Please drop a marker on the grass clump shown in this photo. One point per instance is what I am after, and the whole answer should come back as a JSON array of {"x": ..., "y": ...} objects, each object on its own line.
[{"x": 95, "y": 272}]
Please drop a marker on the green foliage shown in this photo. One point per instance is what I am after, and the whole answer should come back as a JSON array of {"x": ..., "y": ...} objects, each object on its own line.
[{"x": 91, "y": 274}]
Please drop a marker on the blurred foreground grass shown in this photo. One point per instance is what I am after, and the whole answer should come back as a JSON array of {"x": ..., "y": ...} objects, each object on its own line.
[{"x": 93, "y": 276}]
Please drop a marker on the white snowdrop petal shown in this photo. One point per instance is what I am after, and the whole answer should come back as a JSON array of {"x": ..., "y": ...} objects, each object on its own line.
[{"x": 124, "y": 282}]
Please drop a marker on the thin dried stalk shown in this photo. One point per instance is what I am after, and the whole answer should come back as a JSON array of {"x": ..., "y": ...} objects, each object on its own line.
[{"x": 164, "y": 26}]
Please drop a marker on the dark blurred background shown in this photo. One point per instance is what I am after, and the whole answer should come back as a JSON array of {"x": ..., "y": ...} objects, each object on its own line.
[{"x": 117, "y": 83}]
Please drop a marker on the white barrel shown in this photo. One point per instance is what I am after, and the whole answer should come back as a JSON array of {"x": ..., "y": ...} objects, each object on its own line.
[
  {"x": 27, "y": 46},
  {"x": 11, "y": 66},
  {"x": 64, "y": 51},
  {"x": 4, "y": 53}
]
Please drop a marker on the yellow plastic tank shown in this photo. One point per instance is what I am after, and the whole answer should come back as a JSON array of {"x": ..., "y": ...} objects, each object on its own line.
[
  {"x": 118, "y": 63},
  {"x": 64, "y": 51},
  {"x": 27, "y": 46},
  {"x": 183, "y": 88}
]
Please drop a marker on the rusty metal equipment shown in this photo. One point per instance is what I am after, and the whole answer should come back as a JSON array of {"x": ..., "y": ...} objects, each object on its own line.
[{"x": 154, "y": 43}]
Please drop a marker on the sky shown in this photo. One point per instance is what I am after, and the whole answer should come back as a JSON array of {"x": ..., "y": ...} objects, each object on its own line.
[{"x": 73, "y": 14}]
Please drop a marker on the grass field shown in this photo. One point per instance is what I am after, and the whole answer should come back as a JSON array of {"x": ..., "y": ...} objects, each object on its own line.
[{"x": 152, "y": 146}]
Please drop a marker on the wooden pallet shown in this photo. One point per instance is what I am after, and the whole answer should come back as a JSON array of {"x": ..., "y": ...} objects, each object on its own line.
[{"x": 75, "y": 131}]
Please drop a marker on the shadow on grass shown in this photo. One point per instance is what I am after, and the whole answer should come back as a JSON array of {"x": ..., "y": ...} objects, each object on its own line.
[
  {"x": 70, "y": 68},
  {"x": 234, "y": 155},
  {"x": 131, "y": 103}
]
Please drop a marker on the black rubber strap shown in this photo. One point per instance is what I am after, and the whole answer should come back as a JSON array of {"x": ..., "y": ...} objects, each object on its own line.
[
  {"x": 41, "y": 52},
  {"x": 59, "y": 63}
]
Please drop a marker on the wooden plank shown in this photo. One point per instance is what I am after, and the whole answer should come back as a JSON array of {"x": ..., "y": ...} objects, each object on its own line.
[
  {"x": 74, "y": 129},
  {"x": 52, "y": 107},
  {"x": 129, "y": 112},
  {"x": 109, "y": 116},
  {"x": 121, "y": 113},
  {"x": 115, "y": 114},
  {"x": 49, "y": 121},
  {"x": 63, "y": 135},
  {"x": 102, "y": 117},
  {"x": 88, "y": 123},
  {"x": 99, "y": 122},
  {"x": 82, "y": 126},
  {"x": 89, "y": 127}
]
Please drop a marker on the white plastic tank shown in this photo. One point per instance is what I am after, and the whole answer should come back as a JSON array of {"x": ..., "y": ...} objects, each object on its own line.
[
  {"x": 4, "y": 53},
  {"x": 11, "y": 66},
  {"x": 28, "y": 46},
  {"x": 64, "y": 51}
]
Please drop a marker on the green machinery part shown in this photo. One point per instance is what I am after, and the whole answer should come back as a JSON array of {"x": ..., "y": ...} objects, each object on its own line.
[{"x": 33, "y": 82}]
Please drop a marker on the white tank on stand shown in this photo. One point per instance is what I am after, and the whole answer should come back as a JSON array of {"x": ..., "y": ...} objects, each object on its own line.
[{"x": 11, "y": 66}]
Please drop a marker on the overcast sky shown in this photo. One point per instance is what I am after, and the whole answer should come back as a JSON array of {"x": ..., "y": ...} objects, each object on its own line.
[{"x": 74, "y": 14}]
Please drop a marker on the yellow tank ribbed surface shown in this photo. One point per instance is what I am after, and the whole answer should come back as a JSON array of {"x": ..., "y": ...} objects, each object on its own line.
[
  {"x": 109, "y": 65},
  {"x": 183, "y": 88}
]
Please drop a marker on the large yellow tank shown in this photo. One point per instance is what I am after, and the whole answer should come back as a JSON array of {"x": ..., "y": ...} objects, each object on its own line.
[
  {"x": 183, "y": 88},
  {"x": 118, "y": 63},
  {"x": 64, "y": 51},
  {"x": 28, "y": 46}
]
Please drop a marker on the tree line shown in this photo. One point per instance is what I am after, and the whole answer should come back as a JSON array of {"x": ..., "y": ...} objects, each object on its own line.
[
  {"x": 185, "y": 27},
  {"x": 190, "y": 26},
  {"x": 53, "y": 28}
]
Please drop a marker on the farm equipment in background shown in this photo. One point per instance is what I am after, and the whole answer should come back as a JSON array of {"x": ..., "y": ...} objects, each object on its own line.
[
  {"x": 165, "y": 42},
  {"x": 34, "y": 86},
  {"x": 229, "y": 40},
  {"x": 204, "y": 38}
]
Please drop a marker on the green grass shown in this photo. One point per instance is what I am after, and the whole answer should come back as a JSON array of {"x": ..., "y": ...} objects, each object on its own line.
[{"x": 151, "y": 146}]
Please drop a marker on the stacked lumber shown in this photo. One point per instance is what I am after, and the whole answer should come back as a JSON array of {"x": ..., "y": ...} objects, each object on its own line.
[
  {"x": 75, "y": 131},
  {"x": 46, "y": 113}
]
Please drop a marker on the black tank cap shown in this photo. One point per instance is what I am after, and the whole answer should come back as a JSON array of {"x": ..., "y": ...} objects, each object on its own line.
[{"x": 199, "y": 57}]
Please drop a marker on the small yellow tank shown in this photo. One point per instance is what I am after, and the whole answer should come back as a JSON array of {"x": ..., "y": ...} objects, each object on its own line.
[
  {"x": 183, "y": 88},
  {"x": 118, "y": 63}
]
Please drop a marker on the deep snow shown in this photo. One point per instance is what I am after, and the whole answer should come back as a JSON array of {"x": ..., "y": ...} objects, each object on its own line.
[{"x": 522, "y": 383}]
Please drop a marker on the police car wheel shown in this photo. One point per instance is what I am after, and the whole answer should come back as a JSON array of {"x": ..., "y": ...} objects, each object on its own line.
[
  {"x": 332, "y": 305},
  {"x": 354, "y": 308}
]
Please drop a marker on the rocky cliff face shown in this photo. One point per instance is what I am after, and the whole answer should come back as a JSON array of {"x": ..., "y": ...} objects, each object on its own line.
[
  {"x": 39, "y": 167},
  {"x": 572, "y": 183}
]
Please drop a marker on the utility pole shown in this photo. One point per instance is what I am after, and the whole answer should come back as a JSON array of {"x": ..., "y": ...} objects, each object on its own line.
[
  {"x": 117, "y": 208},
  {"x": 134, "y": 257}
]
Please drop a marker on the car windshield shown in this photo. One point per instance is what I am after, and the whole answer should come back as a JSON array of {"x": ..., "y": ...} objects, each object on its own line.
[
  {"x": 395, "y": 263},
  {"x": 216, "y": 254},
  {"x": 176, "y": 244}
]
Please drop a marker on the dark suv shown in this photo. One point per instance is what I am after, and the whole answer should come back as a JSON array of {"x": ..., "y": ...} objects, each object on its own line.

______

In the listing above, find the line containing "Please drop a marker on the rocky", then reproduce it and each line after it through the end, exactly and with nothing added.

▶ _Output of the exercise_:
Please drop a marker on the rocky cliff face shown in this photo. One point per instance is what I am after, and the whole answer should come back as a JSON array of {"x": ..., "y": ...} objects, each object on its own line.
[
  {"x": 39, "y": 167},
  {"x": 572, "y": 183}
]
Please drop a marker on the utility pole shown in this photo. One point per instance is what I am after, and the whole answer should come back as a JSON array of {"x": ..., "y": ...} objects, each object on its own line.
[
  {"x": 117, "y": 208},
  {"x": 134, "y": 257}
]
Please drop a marker on the car windshield shown in this photo. One point per instance is what I am after, and the whole answer should come back as a JSON array of {"x": ..., "y": ...} objects, each object on its own line.
[
  {"x": 395, "y": 263},
  {"x": 216, "y": 254},
  {"x": 176, "y": 244}
]
Please drop a marker on the dark suv shown in this photo. One point per instance is what I am after, and the whole answer should come back as a JSON array of {"x": ..., "y": ...} objects, each object on its own line.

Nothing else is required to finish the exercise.